- **Task prompt**
Condense the paragraph beginning "Now, I didn't want the front page" from the rant about a bad web site into a short bulleted list that keeps its main points.

- **Text under study**

● ● ● ●

High Programmer > Alan De Smet > Rants > A Tale of a Bad Web Site

A Tale of a Bad Web Site

There are a lot of links here. Some are to Google, which makes them likely to change on a day to day basis. Others are to a web site that clearly doesn't care about maintaining links. Thus, it's entirely possible that they'll all be useless relatively quickly.

So I caught a passing reference to the upcoming video game Full Throttle 2 being canceled. Being a fan of the original, I wanted to check the report out. I'd been looking forward to the game and have enough respect for their adventure games that I would have purchased it sight unseen. Off to Google for news.

A quick search for "full throttle 2" returns the first link to a Press Release at LucasArts. Perfect! So a quick click and...

Welcome to the front page.

Now, I didn't want the front page, I wanted the press release. Dammit. Links are (or at least should be) forever. Expiring links is a sign of lack of professionalism. You can move the pages, but at least forward me to the new location. It's easy, a professional webmaster should darn well know how. I manage to do it, and I'm just some dork maintaining an ego site.

Well, I'll just use the site's search feature to find it...

Oh, no search feature. Apparently LucasArts doesn't actually want visitors to find things. What a novel idea.

Well, I know it's a press release, so into the press section.

Well, it's not here on the first page, but that's just the most recent stuff. Let's go back...

To another page with just a handful of items. The entire news archive is spread over page after page. 17 pages at the moment. How amazingly unprofessional. Really, it's not that hard to list the entire archives on one page. They're not that big. I could have waited.

Since clearly LucasArts doesn't want to help me, back to Google to search their site. I fail to find a better link. I do find links to other press releases. The next press release and the previous press release are still online. That one press release has been purged. Revisionist history, it never happened. Maybe the game is back on?

● ● ● ●

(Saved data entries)
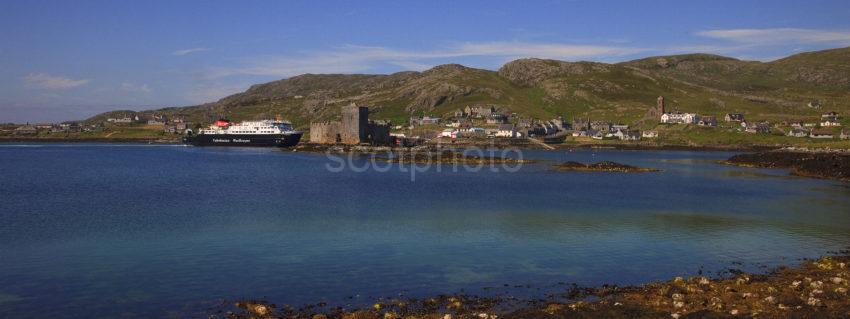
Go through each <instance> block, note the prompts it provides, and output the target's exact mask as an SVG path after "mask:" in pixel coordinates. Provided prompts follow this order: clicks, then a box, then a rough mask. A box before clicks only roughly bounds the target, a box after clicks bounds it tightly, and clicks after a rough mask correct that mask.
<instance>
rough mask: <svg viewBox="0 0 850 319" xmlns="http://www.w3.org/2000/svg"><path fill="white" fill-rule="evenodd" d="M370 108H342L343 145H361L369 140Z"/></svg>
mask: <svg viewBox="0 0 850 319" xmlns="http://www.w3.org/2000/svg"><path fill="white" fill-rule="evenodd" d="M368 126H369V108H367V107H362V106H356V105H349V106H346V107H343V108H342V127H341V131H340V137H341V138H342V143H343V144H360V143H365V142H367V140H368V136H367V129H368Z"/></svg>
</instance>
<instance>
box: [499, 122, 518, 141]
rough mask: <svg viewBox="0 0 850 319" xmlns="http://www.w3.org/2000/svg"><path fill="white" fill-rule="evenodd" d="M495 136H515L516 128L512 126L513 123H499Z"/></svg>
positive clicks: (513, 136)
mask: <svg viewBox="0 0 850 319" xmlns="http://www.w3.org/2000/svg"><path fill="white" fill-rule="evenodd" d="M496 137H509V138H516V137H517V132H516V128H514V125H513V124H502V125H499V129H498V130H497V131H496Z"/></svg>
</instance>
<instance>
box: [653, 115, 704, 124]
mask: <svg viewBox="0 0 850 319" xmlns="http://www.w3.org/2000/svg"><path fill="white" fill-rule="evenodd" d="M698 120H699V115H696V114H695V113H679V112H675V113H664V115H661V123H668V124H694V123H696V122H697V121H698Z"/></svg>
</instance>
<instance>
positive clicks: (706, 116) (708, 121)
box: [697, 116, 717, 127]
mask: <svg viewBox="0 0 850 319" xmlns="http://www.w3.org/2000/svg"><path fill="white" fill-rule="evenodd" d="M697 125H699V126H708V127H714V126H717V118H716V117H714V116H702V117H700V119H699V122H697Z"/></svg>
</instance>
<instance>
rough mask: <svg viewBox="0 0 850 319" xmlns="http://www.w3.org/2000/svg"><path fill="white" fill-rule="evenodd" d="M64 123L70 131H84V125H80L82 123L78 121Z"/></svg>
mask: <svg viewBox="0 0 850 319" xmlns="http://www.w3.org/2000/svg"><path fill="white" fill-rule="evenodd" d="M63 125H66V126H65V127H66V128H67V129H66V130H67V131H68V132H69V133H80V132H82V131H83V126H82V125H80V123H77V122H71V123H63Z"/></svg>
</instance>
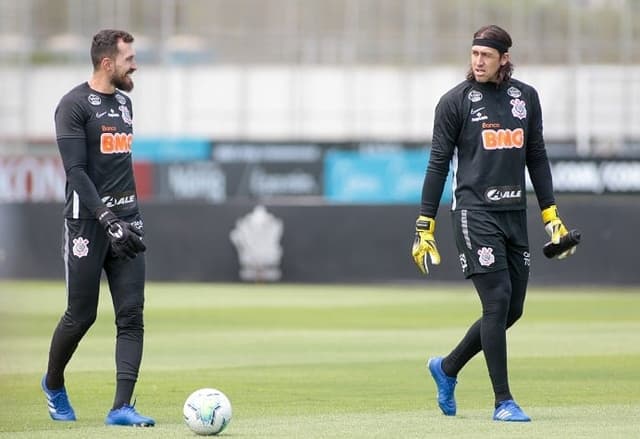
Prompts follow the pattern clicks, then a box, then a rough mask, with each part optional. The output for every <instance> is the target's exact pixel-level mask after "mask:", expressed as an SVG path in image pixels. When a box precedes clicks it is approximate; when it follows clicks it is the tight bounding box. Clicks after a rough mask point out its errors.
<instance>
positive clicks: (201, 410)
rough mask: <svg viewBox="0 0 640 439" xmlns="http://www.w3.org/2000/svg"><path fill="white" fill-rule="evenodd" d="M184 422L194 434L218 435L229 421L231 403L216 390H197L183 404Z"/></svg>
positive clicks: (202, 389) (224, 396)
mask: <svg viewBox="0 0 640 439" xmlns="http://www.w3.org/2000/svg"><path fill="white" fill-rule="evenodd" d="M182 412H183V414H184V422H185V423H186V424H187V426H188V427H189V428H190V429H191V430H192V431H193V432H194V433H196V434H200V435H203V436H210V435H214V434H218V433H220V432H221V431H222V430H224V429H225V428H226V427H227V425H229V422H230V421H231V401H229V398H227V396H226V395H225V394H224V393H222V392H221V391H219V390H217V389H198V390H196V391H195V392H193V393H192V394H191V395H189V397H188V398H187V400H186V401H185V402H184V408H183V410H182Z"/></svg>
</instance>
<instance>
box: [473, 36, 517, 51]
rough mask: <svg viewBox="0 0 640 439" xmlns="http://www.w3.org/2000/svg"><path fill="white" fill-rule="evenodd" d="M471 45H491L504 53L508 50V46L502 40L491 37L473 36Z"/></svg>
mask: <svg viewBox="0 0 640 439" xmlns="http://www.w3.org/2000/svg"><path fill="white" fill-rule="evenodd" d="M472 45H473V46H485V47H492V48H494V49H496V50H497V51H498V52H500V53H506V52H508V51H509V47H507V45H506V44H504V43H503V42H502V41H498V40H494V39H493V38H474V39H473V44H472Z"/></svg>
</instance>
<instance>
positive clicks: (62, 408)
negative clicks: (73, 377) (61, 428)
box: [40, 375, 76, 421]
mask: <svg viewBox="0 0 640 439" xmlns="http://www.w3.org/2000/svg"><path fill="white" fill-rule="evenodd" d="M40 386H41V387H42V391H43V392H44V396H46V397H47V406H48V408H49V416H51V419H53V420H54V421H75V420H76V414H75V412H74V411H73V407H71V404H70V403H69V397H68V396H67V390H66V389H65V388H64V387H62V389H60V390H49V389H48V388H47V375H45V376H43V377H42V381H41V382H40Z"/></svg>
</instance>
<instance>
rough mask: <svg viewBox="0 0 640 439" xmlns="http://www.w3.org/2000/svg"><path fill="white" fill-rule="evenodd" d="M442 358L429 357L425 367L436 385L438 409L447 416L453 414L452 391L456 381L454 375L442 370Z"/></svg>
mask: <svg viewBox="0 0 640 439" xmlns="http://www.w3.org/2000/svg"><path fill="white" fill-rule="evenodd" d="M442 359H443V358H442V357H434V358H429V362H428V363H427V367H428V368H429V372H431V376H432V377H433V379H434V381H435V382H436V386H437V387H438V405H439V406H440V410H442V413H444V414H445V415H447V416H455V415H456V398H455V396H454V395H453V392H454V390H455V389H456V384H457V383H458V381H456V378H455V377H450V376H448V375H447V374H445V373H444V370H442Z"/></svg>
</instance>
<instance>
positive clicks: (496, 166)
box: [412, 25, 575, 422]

● ● ● ●

- **Solution for this task**
- The link led to the front page instead of the wanted press release.
- Links should be permanent, and letting them expire shows a lack of professionalism.
- Pages can be moved, but visitors should be forwarded to the new location.
- This is easy, and a professional webmaster should know how to do it.
- The writer manages it even on a personal "ego site."